**Task item**: Copy out the entries that follow exactly, leaving every picture behind.

⟨

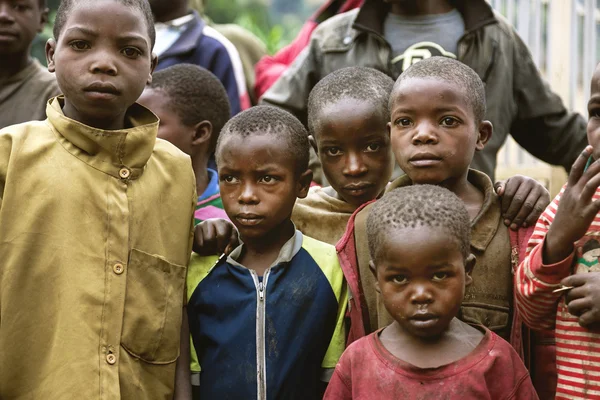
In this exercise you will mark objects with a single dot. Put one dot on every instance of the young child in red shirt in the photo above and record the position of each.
(419, 241)
(558, 284)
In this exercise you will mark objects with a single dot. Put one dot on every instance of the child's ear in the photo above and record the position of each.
(202, 133)
(484, 134)
(374, 272)
(469, 265)
(304, 184)
(43, 19)
(50, 49)
(154, 63)
(313, 143)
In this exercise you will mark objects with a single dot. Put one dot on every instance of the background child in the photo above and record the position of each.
(269, 318)
(437, 124)
(563, 253)
(348, 116)
(92, 296)
(420, 250)
(182, 36)
(25, 86)
(192, 106)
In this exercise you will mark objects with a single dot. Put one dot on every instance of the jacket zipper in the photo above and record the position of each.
(261, 356)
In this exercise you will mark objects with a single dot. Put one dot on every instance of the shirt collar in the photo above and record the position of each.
(121, 153)
(476, 13)
(485, 225)
(177, 22)
(287, 252)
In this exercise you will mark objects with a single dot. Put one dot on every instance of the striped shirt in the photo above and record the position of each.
(577, 348)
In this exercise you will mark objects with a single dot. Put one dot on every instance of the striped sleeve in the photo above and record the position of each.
(535, 281)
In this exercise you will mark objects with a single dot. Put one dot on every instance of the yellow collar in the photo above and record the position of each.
(121, 153)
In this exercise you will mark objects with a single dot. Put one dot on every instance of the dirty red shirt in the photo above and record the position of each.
(368, 371)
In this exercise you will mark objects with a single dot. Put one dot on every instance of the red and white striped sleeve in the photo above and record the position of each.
(535, 281)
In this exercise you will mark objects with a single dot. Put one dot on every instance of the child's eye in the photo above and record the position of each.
(440, 276)
(21, 7)
(79, 45)
(333, 151)
(268, 179)
(403, 122)
(449, 121)
(131, 52)
(229, 178)
(373, 147)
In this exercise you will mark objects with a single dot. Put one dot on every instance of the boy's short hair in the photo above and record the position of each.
(415, 206)
(269, 120)
(195, 95)
(359, 83)
(453, 71)
(66, 6)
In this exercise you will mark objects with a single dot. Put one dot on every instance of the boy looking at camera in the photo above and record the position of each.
(192, 106)
(420, 251)
(558, 284)
(96, 221)
(348, 115)
(267, 320)
(437, 124)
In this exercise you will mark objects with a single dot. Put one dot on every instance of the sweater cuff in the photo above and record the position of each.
(551, 274)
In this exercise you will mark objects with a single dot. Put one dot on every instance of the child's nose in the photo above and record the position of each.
(248, 195)
(103, 63)
(421, 295)
(354, 165)
(425, 134)
(5, 14)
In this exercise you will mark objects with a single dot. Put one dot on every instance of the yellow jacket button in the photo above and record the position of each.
(124, 173)
(118, 268)
(111, 359)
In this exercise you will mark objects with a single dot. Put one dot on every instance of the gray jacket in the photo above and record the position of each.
(519, 101)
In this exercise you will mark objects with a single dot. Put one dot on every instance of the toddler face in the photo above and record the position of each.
(433, 130)
(354, 149)
(102, 60)
(259, 183)
(171, 127)
(421, 276)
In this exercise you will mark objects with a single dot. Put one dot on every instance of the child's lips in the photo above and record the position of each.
(425, 160)
(358, 189)
(6, 36)
(249, 219)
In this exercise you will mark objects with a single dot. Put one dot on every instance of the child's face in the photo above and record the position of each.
(20, 21)
(171, 128)
(259, 183)
(433, 130)
(593, 129)
(103, 59)
(421, 275)
(353, 145)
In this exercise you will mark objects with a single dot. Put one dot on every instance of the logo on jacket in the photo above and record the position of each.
(420, 51)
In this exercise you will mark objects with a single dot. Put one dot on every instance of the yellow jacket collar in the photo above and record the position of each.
(121, 153)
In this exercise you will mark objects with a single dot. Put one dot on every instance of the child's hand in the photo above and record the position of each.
(576, 209)
(523, 200)
(583, 300)
(215, 236)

⟩

**Result of the task**:
In this exercise you will mark objects with a single dot. Put one dot on every instance of the young child in red shirt in the photo above and record the position of each.
(419, 241)
(558, 284)
In this exercise you will mark objects with a single dot. Put one dot on every instance of the child's ear in the photo above and record the position of each.
(202, 133)
(484, 134)
(374, 272)
(469, 265)
(304, 184)
(43, 19)
(50, 49)
(154, 63)
(313, 143)
In this exercise you will mark objects with a single dot. Put one dot on every instance of the background child in the photo above and record the position of each.
(269, 318)
(437, 124)
(563, 253)
(348, 116)
(92, 296)
(420, 250)
(182, 36)
(25, 86)
(192, 106)
In this exercise you will mark objects with a single dot. Put one dot on every instance of the jacket zipper in the photo above and record the position of each.
(261, 356)
In this exercise you will mark objects with a single dot. Put one dot on every instance of the shirt collar in the photo above and record the position of each.
(121, 153)
(476, 13)
(485, 225)
(177, 22)
(287, 252)
In this exercise you will mark objects with a single dot. Put one dot on every instance of the striped shirt in the photo above and record the position of each.
(577, 348)
In this exercise you will mark objects with a single dot. Put one dot on every instance of the striped sleeve in the photo above and record the position of each.
(535, 281)
In this exercise you will mark objects with a single dot. Put one dot on every instance of the yellow collar in the photo above and record the position of each.
(121, 153)
In this exercise you will mark objects with a single dot. Put one dot on every instance of the dirty red shirt in the photo above and record the position of each.
(368, 371)
In this exercise you will mark objects with a single dot. Put one dot on every instance of the red and white striped sleeve in the photo above and record the position of each.
(535, 281)
In this exercise you will mark objects with a single dot. Put one dot on every instance of the child's eye in the photo above and record the position of each.
(440, 276)
(21, 7)
(79, 45)
(333, 151)
(268, 179)
(403, 122)
(449, 121)
(131, 52)
(229, 178)
(373, 147)
In this exercise you will mark objects with a single dot. Put one dot on every instance of the boy's short hair in the photo above and record the position of each.
(415, 206)
(269, 120)
(195, 95)
(359, 83)
(453, 71)
(66, 6)
In this exercise you will mark objects with a single dot. Put one dot on every instance of the boy looking at camera in the photo above and record the position of each.
(192, 106)
(420, 251)
(558, 284)
(96, 221)
(348, 115)
(267, 320)
(437, 124)
In this exercise you will mark objects with a single dot. Put one dot on every instance of the sweater cuff in the photo above and record the position of each.
(551, 274)
In this exercise you will mark objects with a single dot. Put one dot on every instance of the child's nose in the photo above and record the position of each.
(248, 195)
(103, 63)
(421, 295)
(354, 165)
(425, 134)
(5, 14)
In this exercise you will mark objects with a single dot. Put one dot on every instance of the yellow jacket button in the photo above and record the position of each.
(124, 173)
(118, 268)
(111, 359)
In this exercise you will mark objects with a single dot. Put one dot on every instance of the gray jacket in the photo above and record the position of each.
(519, 101)
In this exercise you will mark objects with a single dot. Put one dot on every instance of the toddler face in the photo above and record the position of each.
(433, 130)
(354, 149)
(102, 60)
(259, 183)
(171, 127)
(421, 276)
In this exercise you will mark objects with a single dot. Put one dot on every instance of the child's lips in the photo above and record the position of each.
(425, 160)
(358, 189)
(6, 36)
(249, 219)
In this exercise you will mark objects with a single dot. Put one dot on every instance of the child's face in the photo above and record the position of each.
(20, 21)
(171, 128)
(259, 183)
(433, 130)
(593, 129)
(103, 59)
(421, 275)
(353, 145)
In this exercise you will mark objects with a single dot. Put one dot on every instance of the logo on jacket in the photo above and record the position of each.
(420, 51)
In this exercise you will mark objects with a single dot. Put one dot on every instance of the yellow jacket collar in the photo above and record the position of each.
(121, 153)
In this exercise you will mark objects with a single dot. Put one dot on every instance of the child's hand in the photo above and record the position of each.
(576, 209)
(523, 200)
(583, 300)
(215, 236)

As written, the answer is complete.